Rewrite every line of the rows below as a numbered list, leaving out any blank lines.

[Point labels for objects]
··········

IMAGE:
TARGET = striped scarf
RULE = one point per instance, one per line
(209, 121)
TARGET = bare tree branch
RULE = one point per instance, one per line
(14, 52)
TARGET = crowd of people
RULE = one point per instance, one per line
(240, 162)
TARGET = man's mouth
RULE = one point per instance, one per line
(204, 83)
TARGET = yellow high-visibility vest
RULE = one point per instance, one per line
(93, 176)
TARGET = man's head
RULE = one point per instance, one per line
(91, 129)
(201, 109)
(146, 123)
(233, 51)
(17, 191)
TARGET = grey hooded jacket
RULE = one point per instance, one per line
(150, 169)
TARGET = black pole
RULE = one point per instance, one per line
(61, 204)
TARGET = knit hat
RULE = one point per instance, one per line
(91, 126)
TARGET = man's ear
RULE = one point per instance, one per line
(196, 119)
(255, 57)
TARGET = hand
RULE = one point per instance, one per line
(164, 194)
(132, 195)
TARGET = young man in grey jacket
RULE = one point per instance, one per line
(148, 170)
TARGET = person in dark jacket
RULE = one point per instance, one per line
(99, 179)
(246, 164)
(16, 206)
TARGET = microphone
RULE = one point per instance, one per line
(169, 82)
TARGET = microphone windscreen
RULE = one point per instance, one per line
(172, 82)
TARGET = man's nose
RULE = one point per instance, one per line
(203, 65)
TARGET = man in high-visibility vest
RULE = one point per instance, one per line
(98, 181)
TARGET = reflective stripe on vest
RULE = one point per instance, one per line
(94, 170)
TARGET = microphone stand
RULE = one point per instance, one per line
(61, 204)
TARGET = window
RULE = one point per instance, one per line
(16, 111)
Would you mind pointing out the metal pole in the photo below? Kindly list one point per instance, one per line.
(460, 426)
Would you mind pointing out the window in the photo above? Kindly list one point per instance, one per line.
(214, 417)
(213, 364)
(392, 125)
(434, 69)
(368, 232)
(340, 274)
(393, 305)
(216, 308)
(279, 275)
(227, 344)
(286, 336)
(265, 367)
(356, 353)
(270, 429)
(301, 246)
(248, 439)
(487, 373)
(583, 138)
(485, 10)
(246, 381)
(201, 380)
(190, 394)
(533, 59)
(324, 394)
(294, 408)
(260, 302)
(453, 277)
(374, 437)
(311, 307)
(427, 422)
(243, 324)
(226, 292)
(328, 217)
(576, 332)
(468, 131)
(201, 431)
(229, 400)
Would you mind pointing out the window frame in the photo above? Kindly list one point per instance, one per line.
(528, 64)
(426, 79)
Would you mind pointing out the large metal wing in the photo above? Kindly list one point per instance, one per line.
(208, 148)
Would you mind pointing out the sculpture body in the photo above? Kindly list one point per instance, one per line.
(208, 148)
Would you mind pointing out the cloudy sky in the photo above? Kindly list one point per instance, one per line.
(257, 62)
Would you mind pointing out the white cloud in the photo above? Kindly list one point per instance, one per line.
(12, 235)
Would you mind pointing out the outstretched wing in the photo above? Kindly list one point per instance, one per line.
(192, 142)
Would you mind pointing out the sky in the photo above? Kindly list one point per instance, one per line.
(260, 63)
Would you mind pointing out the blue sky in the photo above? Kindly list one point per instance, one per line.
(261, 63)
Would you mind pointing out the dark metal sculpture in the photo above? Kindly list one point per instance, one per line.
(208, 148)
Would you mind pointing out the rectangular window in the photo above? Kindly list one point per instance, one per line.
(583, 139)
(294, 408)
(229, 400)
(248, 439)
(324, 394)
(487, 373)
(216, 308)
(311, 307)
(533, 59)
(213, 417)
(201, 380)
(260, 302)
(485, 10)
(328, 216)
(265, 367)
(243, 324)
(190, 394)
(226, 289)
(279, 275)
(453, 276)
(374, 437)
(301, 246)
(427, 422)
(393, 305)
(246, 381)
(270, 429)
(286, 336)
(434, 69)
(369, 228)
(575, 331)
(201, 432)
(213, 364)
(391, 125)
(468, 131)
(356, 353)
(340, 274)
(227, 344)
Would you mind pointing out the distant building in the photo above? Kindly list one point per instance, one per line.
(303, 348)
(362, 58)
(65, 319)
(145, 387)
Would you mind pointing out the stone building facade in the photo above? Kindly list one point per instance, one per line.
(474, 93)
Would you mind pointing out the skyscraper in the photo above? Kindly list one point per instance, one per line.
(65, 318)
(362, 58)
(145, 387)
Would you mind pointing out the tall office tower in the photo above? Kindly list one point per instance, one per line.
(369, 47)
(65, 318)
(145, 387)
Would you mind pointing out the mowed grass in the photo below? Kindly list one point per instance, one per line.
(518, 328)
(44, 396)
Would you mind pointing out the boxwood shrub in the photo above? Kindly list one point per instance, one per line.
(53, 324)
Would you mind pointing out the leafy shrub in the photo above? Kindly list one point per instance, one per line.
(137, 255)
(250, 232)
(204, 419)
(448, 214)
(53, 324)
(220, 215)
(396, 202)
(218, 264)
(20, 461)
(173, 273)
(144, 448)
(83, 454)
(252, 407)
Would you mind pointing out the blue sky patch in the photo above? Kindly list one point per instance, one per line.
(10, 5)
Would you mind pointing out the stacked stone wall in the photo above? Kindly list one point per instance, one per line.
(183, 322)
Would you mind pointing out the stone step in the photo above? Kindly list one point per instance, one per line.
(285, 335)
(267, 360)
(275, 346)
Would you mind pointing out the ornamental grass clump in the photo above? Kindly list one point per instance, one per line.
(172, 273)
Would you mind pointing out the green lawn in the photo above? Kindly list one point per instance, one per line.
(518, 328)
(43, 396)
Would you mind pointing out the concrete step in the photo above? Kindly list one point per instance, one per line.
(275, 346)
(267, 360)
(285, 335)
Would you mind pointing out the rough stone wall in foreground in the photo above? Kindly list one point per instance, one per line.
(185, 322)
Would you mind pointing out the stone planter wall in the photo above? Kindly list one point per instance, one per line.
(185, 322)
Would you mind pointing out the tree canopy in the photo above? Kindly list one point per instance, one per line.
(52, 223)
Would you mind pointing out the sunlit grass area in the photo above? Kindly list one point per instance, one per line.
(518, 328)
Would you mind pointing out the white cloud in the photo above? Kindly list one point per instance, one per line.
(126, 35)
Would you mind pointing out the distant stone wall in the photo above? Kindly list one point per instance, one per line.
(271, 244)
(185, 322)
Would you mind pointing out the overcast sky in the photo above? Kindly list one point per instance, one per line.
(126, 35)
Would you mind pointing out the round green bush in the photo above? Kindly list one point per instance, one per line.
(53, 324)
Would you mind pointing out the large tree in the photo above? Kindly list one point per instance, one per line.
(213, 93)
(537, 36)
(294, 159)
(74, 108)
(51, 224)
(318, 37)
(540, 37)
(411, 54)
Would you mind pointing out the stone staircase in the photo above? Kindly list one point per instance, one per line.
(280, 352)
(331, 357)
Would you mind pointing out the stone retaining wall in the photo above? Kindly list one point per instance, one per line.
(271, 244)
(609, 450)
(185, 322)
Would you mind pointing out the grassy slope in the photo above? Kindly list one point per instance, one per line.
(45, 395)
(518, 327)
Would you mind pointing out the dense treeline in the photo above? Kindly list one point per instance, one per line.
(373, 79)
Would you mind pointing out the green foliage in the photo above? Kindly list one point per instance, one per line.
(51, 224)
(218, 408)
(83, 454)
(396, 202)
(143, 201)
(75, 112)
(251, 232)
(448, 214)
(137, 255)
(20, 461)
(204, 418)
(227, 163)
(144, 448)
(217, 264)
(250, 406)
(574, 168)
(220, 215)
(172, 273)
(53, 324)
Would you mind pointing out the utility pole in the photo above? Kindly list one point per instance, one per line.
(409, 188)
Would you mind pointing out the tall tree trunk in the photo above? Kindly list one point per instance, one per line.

··········

*EXERCISE RESULT*:
1. IMAGE:
2. TARGET = striped scarf
3. RULE = one point per instance, one per line
4. (209, 121)
5. TARGET = bare tree branch
6. RULE = one point per instance, one per line
7. (14, 52)
8. TARGET = crowd of people
9. RULE = one point per instance, one per line
10. (240, 162)
11. TARGET = man's mouth
12. RULE = one point per instance, one per line
13. (204, 83)
14. TARGET = yellow high-visibility vest
15. RULE = one point per instance, one per line
16. (93, 176)
17. TARGET = man's head
18. RULE = one point per instance, one per line
19. (91, 129)
20. (201, 109)
21. (146, 123)
22. (233, 51)
23. (17, 191)
24. TARGET = grey hooded jacket
25. RULE = one point per instance, one per line
26. (150, 169)
27. TARGET = black pole
28. RULE = one point per instance, one per line
29. (61, 204)
30. TARGET = knit hat
31. RULE = one point per instance, one per line
32. (91, 126)
33. TARGET = man's ear
34. RULE = one point per instance, one per line
35. (196, 119)
36. (255, 57)
37. TARGET = hand
38. RULE = one point per instance, one per line
39. (164, 194)
40. (132, 195)
41. TARGET = young man in grey jacket
42. RULE = one point per instance, one per line
43. (148, 170)
44. TARGET = person in dark jacket
45. RULE = one point per instance, one per line
46. (99, 179)
47. (246, 164)
48. (16, 206)
49. TARGET = microphone
50. RULE = one point per instance, one per line
51. (169, 82)
52. TARGET = microphone windscreen
53. RULE = one point per instance, one per line
54. (172, 82)
55. TARGET = man's nose
56. RULE = one point per instance, one per line
57. (203, 65)
58. TARGET = man in high-visibility vest
59. RULE = one point per instance, one per line
60. (98, 181)
61. TARGET = reflective stripe on vest
62. RULE = one point per instance, one per line
63. (94, 170)
64. TARGET = microphone stand
65. RULE = one point per instance, one per line
66. (61, 204)
67. TARGET = window
68. RULE = one point per instance, one per line
69. (16, 111)
70. Would you mind pointing out the metal pole in the photo below? Kindly list one point per instance, one per line.
71. (460, 426)
72. Would you mind pointing out the window in the photo above? Kindly list one point per instance, one per line.
73. (214, 417)
74. (213, 364)
75. (392, 125)
76. (434, 69)
77. (368, 232)
78. (340, 274)
79. (393, 305)
80. (216, 308)
81. (279, 275)
82. (227, 344)
83. (286, 336)
84. (265, 367)
85. (356, 353)
86. (270, 429)
87. (301, 246)
88. (248, 439)
89. (487, 373)
90. (583, 138)
91. (485, 10)
92. (246, 381)
93. (201, 380)
94. (190, 394)
95. (533, 59)
96. (324, 394)
97. (294, 408)
98. (260, 302)
99. (453, 277)
100. (374, 437)
101. (311, 307)
102. (427, 422)
103. (243, 324)
104. (226, 292)
105. (328, 217)
106. (576, 332)
107. (468, 131)
108. (201, 431)
109. (229, 400)
110. Would you mind pointing out the window frame in the photo above? Kindly list one point per instance, one per line.
111. (528, 64)
112. (426, 79)
113. Would you mind pointing out the large metal wing in the photo above? Kindly list one point per instance, one per line.
114. (208, 148)
115. Would you mind pointing out the sculpture body in the photo above? Kindly list one point per instance, one per line.
116. (208, 148)
117. Would you mind pointing out the cloudy sky in the photo above? Kindly list one point per instance, one per line.
118. (257, 62)
119. Would you mind pointing out the white cloud in the photo above? Kindly list one point per instance, one per line.
120. (12, 235)
121. Would you mind pointing out the outstretched wing in the photo above? Kindly list one point per instance, one per line.
122. (192, 142)
123. Would you mind pointing out the sky in the photo above? Kindly list one point per instance, one per line.
124. (260, 63)
125. Would you mind pointing out the blue sky in the photo above? Kindly list one point per instance, one per line.
126. (261, 63)
127. Would you mind pointing out the dark metal sculpture in the photo above? Kindly list one point per instance, one per line.
128. (208, 148)
129. Would you mind pointing out the rectangular window in the photo above? Kindly list one point per instance, one per line.
130. (583, 139)
131. (294, 408)
132. (229, 400)
133. (248, 439)
134. (324, 394)
135. (487, 373)
136. (216, 308)
137. (311, 307)
138. (533, 59)
139. (213, 417)
140. (201, 380)
141. (260, 302)
142. (485, 10)
143. (328, 216)
144. (265, 367)
145. (243, 324)
146. (190, 394)
147. (226, 289)
148. (279, 275)
149. (453, 276)
150. (374, 437)
151. (301, 246)
152. (427, 422)
153. (393, 305)
154. (246, 381)
155. (270, 429)
156. (286, 336)
157. (434, 69)
158. (369, 228)
159. (575, 331)
160. (201, 432)
161. (213, 364)
162. (391, 125)
163. (468, 131)
164. (356, 353)
165. (340, 274)
166. (227, 344)
167. Would you mind pointing out the distant building in the photo above? Kindly list one point per instance, one per line.
168. (303, 348)
169. (362, 58)
170. (65, 319)
171. (145, 387)
172. Would you mind pointing out the stone building facade in the photo above? Kindly list one point per instance, one per line.
173. (474, 93)
174. Would you mind pointing out the skyscraper in the photo above? Kindly list one point per instance, one per line.
175. (65, 318)
176. (362, 58)
177. (145, 387)
178. Would you mind pointing out the tall office tower in the photo above? Kindly list one point per instance, one per line.
179. (369, 47)
180. (65, 318)
181. (145, 387)
182. Would you mind pointing out the mowed grass in the photo below? Kindly list one point per instance, one per line.
183. (518, 328)
184. (44, 396)
185. Would you mind pointing out the boxwood shrub in the photo above? Kindly list one point per instance, one per line.
186. (53, 324)
187. Would you mind pointing out the leafy shrub in the photo above? Kindly list one point per instance, one per line.
188. (137, 255)
189. (250, 232)
190. (204, 419)
191. (448, 214)
192. (53, 324)
193. (220, 215)
194. (396, 202)
195. (218, 264)
196. (20, 461)
197. (173, 273)
198. (144, 448)
199. (83, 454)
200. (252, 407)
201. Would you mind pointing out the blue sky patch in the photo above? Kindly list one point per instance, one per line.
202. (10, 5)
203. Would you mind pointing out the stacked stone wall in the photo above? Kindly list one point per instance, one per line.
204. (183, 322)
205. Would you mind pointing out the stone step in the photo above? Kindly list one point per instance, one per line.
206. (285, 335)
207. (267, 360)
208. (275, 346)
209. Would you mind pointing out the ornamental grass clump in the photo above? Kindly list one point per instance, one per line.
210. (172, 273)
211. Would you mind pointing out the green lawn in the photo above? Kindly list one point per instance, one per line.
212. (518, 328)
213. (43, 396)
214. Would you mind pointing out the concrete step in the photo above? Kindly list one point per instance, one per line.
215. (275, 346)
216. (267, 360)
217. (285, 335)
218. Would you mind pointing out the rough stone wall in foreground in the photo above? Kindly list one point per instance, one per line.
219. (185, 322)
220. Would you mind pointing out the stone planter wall in the photo above? Kindly list one point per instance, one per line.
221. (185, 322)
222. Would you mind pointing out the tree canopy in the photo above? Kindly list one point per instance, one per line.
223. (52, 223)
224. Would you mind pointing out the sunlit grass area in the photo above? Kindly list one point per instance, one per line.
225. (518, 328)
226. Would you mind pointing out the white cloud in the photo above? Kindly list one point per instance, one per line.
227. (126, 35)
228. Would you mind pointing out the distant stone wall in the photo above? Kindly list one point per instance, one per line.
229. (271, 244)
230. (185, 322)
231. Would you mind pointing out the overcast sky in the photo above? Kindly list one point per instance, one per line.
232. (126, 35)
233. Would you mind pointing out the round green bush in the photo above? Kindly list one point per instance, one per line.
234. (53, 324)
235. Would you mind pointing out the large tree in the photo above? Kindly list one point per instance, one per line.
236. (213, 93)
237. (537, 36)
238. (294, 159)
239. (74, 108)
240. (51, 224)
241. (318, 37)
242. (540, 37)
243. (411, 54)
244. Would you mind pointing out the stone staircase in the photo above? Kindly list one point per instance, one per line.
245. (280, 352)
246. (331, 357)
247. Would you mind pointing out the stone retaining wall in the photo above? Kindly list one point per instance, one per line.
248. (271, 244)
249. (609, 450)
250. (185, 322)
251. Would you mind pointing out the grassy slope in the photo above? Kindly list one point per instance, one per line.
252. (45, 395)
253. (518, 327)
254. Would you mind pointing out the dense treeline in the photo above? Kindly list one point per instance, one per line.
255. (373, 79)
256. Would you mind pointing out the green foliage in the photo above? Kindly list one point per instance, one per line.
257. (51, 224)
258. (218, 408)
259. (83, 454)
260. (396, 202)
261. (143, 201)
262. (75, 112)
263. (251, 232)
264. (448, 214)
265. (137, 255)
266. (20, 461)
267. (204, 418)
268. (227, 163)
269. (144, 448)
270. (217, 264)
271. (250, 406)
272. (574, 168)
273. (220, 215)
274. (172, 273)
275. (53, 324)
276. Would you mind pointing out the utility pole in the photo above? Kindly list one point per instance, one per line.
277. (409, 188)
278. Would you mind pointing out the tall tree trunk in the photo above? Kindly list one point per instance, one per line.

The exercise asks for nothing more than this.